* [Page excerpt]
I’m really just restating some of what @JohnB posted above. His post contains excellent advice.

John,
Thank you very much. There is a lot here to process, but you have given me several new and helpful ideas to pursue. I can no longer run Pan6, since I upgraded to Catatlina 10.15.7 and a new MacBook Pro. It is just that I’ve not taken the time to really design the database as it should be. So, there may be some work ahead, but I think it will be well worth it. When I get into this, I’m sure I’ll be back for more advice to keep me moving forward.Thanks again for the help.

John,
Thanks again for your advice. I am working on re-designing my data base as two data bases, as Jim suggested: one for mailing list information and the other for donation information with a key field for linking the two. My question is do I set up the donation data base with the key (linking) field and a date field (for the date the donation was made), plus an amount field (for the donation amount)? And then access individual or groups via cross-tab analysis? If so, then how do I get my present data into that form? It is now spread across fields which represent each month from 1985 to the present associated with a given donor (as Jim indicated, somewhat like a cross-tab, but taking hundreds of fields). So how do I move the data from that horizontal alignment to a vertical alignment based basically on the date of the donation?
Thanks for any help you might be able to offer.

To do that automatically a custom program will have to be written. No one here can really provide specific advice for doing that since we are not familiar with the exact details of the field structures in your databases. If the field names in the original database were named in a systematic way then you can probably write a short loop to run through the fields and convert the data based on the field names. But I’m guessing that the field names were assigned in a somewhat haphazard way. If that is the case, the program will need special case code for every field. It won’t have super complicated logic, but it will be tedious to write. Since you will probably need several lines of code for each field, you’ll wind up with several thousand lines of code to convert over 800 fields. You must be very meticulous in writing this because any mistake will result in lost data. When the program is finished it will probably take several hours to run. I would suggest doing testing on just a handful of records at a time. I can easily imagine it would take several full time days to carefully write all the code. But that’s not too bad considering it took decades to get into this situation. I think you’ll be really pleased once you have the refactored data, it should be much easier to work with.

I think the data transfer to a donation database can be done somewhat faster than Jim fears. You are only going to transfer this once so a single step perfect program that is reusable is overkill. A repeated easily tweaked program transfers part of the data at a time might be quicker, albeit boring and tedious.

* [Data segment]
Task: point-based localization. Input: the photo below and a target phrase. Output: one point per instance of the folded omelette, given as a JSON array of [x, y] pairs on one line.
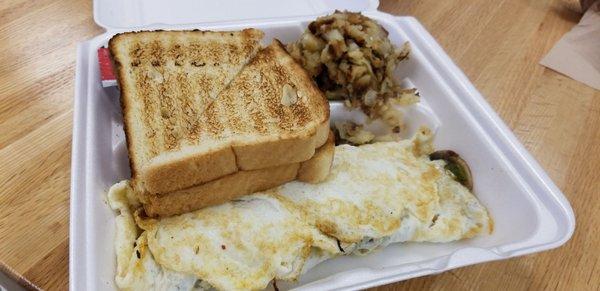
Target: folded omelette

* [Goal]
Pick up the forum thread about restructuring a donor database after its final reply and continue it.

* [Exercise result]
Since you can’t run Pan6 any longer either you eventually got the 859 field file converted to a sluggish PanX file or you’d previously exported it as a .csv or .tsv file. Either could be used, but the former is more straightforward. I’ve not tried 859 fields but I work with a 330 field one. There’s a massive monthly updated federal db, 330 fields and a few million records from which I need 23 fields for 2 states’ data. It’s distributed as a 6GB .csv file zipped to under 1GB. I use a shellscript to split the monster into 50k line pieces. I import a piece into my 330 field PanX db then select my states therein. Then use importdatabase into my 23 field PanX db with append, selected and matchingfields options. Loop for each piece. Works well so long as the correct field names match. I get through the whole thing in about 2 hours and end up with 300k 23 field records. I’d suggest a variation on that for you.

First, a little preparation. Add and fill a unique key field to your 859 db. Unless you’ve been compulsively precise naming all your monthly fields you are going to want a listing of their names. Run this one line program:
filesave info("desktopfolder")+"fieldnames.txt",info("fields")

It will be much easier to lookup and to work with your field names from that text file than from the slow db. Make an empty donation db with one field named identical to your key field in the leftmost position. Make a date field. You didn’t say whether your monthly data includes specific dates or a generic month date is implied from the field. If the latter you’ll supply dates via emptyfill in the date field after importing that month’s data. Make enough additional fields in appropriate data types to cover any needed month fields.

Because changing the full db is sluggish we’ll do the work, and write the procedure within within the donation db. Open the full db and select any records containing data in a given month. Change the appropriate field names in the donation db to match that month’s names in the full db. Then importdatabase the full db into the donation db with selected, append and matchingfields options. Repeat or each month. Once every month is imported change the field names to whatever you want for the future.

You can semi-automate this using copy/paste from your fieldname list, approximately like this:

let FN="paste ordered cr separated list of field names here"
window fulldb
select ?(array(FN,1,cr()),false(),not(emptycell(array(FN,1,cr()))) or ?(array(FN,2,cr()),false(),not(emptycell(array(FN,2,cr()))) or ?(array(F,3,cr()),false(),not(emptycell(array(FN,3,cr())))
;above selects records in which any of the field names in FN aren't empty
window donation db
field 2
fieldname ?(array(FN,1,cr())="","NOPE2",array(FN,1,cr()))
field 3
fieldname ?(array(FN,2,cr())="","NOPE3",array(FN,1,cr()))
field 4
fieldname ?(array(FN,3,cr())="","NOPE4",array(FN,1,cr()))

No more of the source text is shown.